▶ **Task to carry out**
Write the entries out again. Every character must match.

▶ **Exercise inputs**
#####
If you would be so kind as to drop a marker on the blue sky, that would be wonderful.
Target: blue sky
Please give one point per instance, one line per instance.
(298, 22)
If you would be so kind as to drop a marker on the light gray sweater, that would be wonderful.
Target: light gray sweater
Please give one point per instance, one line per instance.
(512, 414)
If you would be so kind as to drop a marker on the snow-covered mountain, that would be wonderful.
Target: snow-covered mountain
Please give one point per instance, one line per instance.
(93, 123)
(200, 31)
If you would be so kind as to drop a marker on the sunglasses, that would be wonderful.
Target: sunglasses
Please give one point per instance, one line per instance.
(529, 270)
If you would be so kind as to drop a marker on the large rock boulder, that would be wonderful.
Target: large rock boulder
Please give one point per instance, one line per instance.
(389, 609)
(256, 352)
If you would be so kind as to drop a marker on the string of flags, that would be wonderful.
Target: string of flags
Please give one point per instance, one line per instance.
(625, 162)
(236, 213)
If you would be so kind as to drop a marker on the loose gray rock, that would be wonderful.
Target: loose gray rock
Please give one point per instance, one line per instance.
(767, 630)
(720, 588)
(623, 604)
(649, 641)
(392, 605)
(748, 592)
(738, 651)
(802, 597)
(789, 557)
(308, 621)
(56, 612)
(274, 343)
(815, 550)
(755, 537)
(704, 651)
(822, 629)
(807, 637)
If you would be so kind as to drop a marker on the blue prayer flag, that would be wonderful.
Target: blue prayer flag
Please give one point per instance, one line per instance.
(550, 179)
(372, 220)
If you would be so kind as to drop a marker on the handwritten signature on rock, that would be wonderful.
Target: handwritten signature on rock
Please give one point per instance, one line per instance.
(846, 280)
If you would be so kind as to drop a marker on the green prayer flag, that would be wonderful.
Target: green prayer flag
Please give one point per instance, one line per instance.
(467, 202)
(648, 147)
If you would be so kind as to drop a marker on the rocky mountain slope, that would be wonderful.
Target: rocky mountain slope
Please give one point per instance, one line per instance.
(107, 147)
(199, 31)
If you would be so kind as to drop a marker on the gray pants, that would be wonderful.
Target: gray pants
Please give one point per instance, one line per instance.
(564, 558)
#####
▶ **Written answer**
If you would be so kind as to drop a marker on the blue sky, that would be wonderful.
Target: blue sky
Please give one point per instance, one line per instance.
(298, 22)
If you would be so kind as to drop a marker on the light gray sweater, that would be wonderful.
Target: light gray sweater
Please give one point per instance, one line per instance.
(512, 414)
If you would be so kind as to drop a marker on the snow-covered mountain, that would be wonderful.
Target: snow-covered mountain
Please give one point per instance, one line per instance.
(93, 123)
(200, 31)
If you would be so kind as to drop a marker on the sunglasses, that would be wonderful.
Target: sunglasses
Please give one point per instance, one line per instance.
(529, 270)
If you would be so kind as to drop a marker on the large rock boulder, that would be wonderful.
Target: large rock boulder
Please give one point per instance, one line per instance.
(389, 609)
(256, 352)
If you would be so kind as to drop a marker on the string of flags, that would be wonderful.
Target: string of flags
Please give one point per instance, one line per instance.
(625, 162)
(236, 213)
If you would be so kind as to drop a marker on the loose gray rock, that would be wonderful.
Target: loose gray rock
Please give one point per instance, one line per instance.
(767, 630)
(720, 588)
(623, 604)
(649, 641)
(392, 605)
(748, 592)
(738, 651)
(802, 597)
(789, 557)
(308, 621)
(56, 612)
(274, 343)
(815, 550)
(755, 537)
(704, 651)
(822, 629)
(807, 637)
If you would be so kind as to drop a marker on the blue prayer flag, that would be wonderful.
Target: blue prayer flag
Please give one point per instance, one line per instance.
(550, 179)
(372, 220)
If you would be so kind as to drop a marker on the handwritten signature on rock, that would be wonderful.
Target: handwritten signature on rock
Please give one point per instance, one line per instance.
(846, 280)
If you would be so kind as to drop a marker on the green prayer flag, that would be wonderful.
Target: green prayer flag
Please give one point per instance, one line per instance.
(467, 202)
(648, 147)
If you would be so kind as to drop a marker on the rocky mountain slope, that would be wonderful.
Target: rocky mountain slope
Please give one point per instance, one line per instance.
(107, 147)
(199, 31)
If you would be so kind as to drop a marker on the gray pants, that would be wonderful.
Target: gray pants
Please give one point per instance, one line per instance.
(564, 558)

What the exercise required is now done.